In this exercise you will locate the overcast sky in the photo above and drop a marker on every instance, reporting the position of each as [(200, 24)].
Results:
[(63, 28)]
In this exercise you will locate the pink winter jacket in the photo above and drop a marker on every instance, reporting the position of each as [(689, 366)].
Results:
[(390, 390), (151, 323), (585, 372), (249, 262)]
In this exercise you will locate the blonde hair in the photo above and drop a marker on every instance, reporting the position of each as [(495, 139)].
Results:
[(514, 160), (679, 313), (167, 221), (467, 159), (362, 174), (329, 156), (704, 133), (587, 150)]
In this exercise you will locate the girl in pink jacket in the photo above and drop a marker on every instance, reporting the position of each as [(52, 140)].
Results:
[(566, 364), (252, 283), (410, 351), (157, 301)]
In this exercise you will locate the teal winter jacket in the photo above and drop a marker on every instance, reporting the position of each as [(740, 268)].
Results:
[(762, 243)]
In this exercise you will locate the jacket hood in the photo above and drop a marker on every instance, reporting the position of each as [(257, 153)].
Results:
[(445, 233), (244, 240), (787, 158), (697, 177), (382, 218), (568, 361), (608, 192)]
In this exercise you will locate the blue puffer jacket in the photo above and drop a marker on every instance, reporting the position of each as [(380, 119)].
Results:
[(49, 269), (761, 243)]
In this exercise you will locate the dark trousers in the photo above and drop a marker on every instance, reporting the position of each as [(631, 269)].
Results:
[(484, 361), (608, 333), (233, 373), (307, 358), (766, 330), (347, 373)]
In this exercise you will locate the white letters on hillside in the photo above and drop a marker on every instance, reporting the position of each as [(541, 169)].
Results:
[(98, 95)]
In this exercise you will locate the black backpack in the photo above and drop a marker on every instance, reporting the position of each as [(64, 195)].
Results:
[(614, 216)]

*GIVEN TASK*.
Present the material above, from its first line through the line containing "[(390, 390), (151, 323), (585, 372), (249, 262)]", inclusive, as a Markdown table with the columns Row and Text. Number each line and leave out any blank lines.

*THE SOLUTION*.
| Row | Text |
|---|---|
| 1 | In this exercise you will locate the overcast sky in the photo above and drop a marker on every instance, reporting the position of each as [(200, 24)]. |
| 2 | Results: |
| 3 | [(63, 28)] |
| 4 | In this exercise you will locate the pink winter jacket in the photo above and drop a marker on every instance, reporting the position of each as [(689, 366)]. |
| 5 | Results: |
| 6 | [(390, 390), (151, 323), (585, 372), (249, 262)] |